• _DO THIS_: Return every line of the entries below that contains the string "desk".

[start of SUPPLIED MATERIAL]

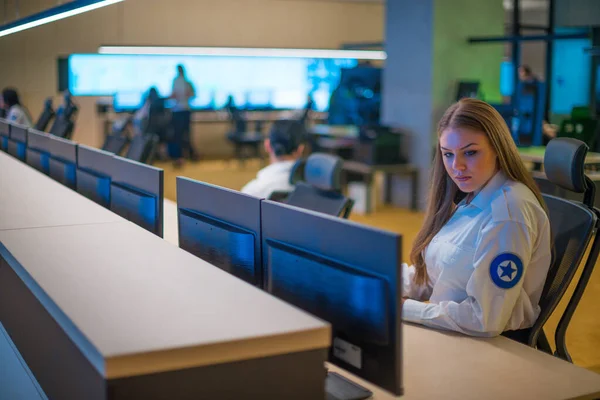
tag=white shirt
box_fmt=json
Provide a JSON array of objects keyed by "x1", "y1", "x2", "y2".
[
  {"x1": 6, "y1": 104, "x2": 33, "y2": 128},
  {"x1": 402, "y1": 172, "x2": 551, "y2": 336},
  {"x1": 242, "y1": 161, "x2": 295, "y2": 199}
]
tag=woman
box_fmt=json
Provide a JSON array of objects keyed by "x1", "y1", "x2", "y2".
[
  {"x1": 402, "y1": 99, "x2": 551, "y2": 340},
  {"x1": 2, "y1": 88, "x2": 33, "y2": 128}
]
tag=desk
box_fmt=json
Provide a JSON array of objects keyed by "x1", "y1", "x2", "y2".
[
  {"x1": 519, "y1": 146, "x2": 600, "y2": 164},
  {"x1": 0, "y1": 154, "x2": 331, "y2": 400},
  {"x1": 328, "y1": 324, "x2": 600, "y2": 400},
  {"x1": 308, "y1": 125, "x2": 359, "y2": 139},
  {"x1": 0, "y1": 152, "x2": 124, "y2": 231},
  {"x1": 342, "y1": 161, "x2": 419, "y2": 212}
]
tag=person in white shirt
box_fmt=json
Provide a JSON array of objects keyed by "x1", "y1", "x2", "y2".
[
  {"x1": 241, "y1": 121, "x2": 305, "y2": 199},
  {"x1": 402, "y1": 99, "x2": 552, "y2": 341},
  {"x1": 169, "y1": 64, "x2": 198, "y2": 168},
  {"x1": 2, "y1": 88, "x2": 33, "y2": 128}
]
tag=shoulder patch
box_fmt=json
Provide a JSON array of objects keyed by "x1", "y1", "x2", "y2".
[{"x1": 490, "y1": 253, "x2": 523, "y2": 289}]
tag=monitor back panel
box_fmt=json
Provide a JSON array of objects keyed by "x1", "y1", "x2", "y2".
[
  {"x1": 261, "y1": 201, "x2": 402, "y2": 394},
  {"x1": 110, "y1": 156, "x2": 164, "y2": 237},
  {"x1": 48, "y1": 135, "x2": 77, "y2": 190},
  {"x1": 76, "y1": 145, "x2": 113, "y2": 208},
  {"x1": 177, "y1": 177, "x2": 263, "y2": 287}
]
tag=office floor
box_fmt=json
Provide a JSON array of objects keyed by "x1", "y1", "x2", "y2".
[{"x1": 155, "y1": 160, "x2": 600, "y2": 373}]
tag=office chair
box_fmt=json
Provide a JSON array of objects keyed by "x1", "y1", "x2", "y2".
[
  {"x1": 34, "y1": 98, "x2": 56, "y2": 132},
  {"x1": 285, "y1": 153, "x2": 354, "y2": 218},
  {"x1": 125, "y1": 133, "x2": 159, "y2": 164},
  {"x1": 526, "y1": 138, "x2": 600, "y2": 361}
]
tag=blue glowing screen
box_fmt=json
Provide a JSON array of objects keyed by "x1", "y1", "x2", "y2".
[
  {"x1": 265, "y1": 240, "x2": 390, "y2": 345},
  {"x1": 179, "y1": 209, "x2": 258, "y2": 284},
  {"x1": 69, "y1": 54, "x2": 358, "y2": 111}
]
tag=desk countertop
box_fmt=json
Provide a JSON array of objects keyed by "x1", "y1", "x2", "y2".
[
  {"x1": 0, "y1": 152, "x2": 124, "y2": 231},
  {"x1": 0, "y1": 222, "x2": 331, "y2": 379},
  {"x1": 329, "y1": 324, "x2": 600, "y2": 400}
]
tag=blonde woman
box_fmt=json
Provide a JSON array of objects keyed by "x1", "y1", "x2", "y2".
[{"x1": 402, "y1": 99, "x2": 551, "y2": 341}]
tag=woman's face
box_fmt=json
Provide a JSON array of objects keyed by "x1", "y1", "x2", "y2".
[{"x1": 440, "y1": 128, "x2": 498, "y2": 193}]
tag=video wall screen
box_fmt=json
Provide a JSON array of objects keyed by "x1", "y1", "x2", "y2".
[{"x1": 68, "y1": 54, "x2": 358, "y2": 111}]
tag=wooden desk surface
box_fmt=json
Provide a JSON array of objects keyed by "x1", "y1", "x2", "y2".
[
  {"x1": 328, "y1": 324, "x2": 600, "y2": 400},
  {"x1": 308, "y1": 125, "x2": 358, "y2": 138},
  {"x1": 0, "y1": 222, "x2": 331, "y2": 378},
  {"x1": 0, "y1": 152, "x2": 124, "y2": 231}
]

[end of SUPPLIED MATERIAL]

• _FINISHED ANSWER_:
tag=desk
tag=desk countertop
tag=wooden desk surface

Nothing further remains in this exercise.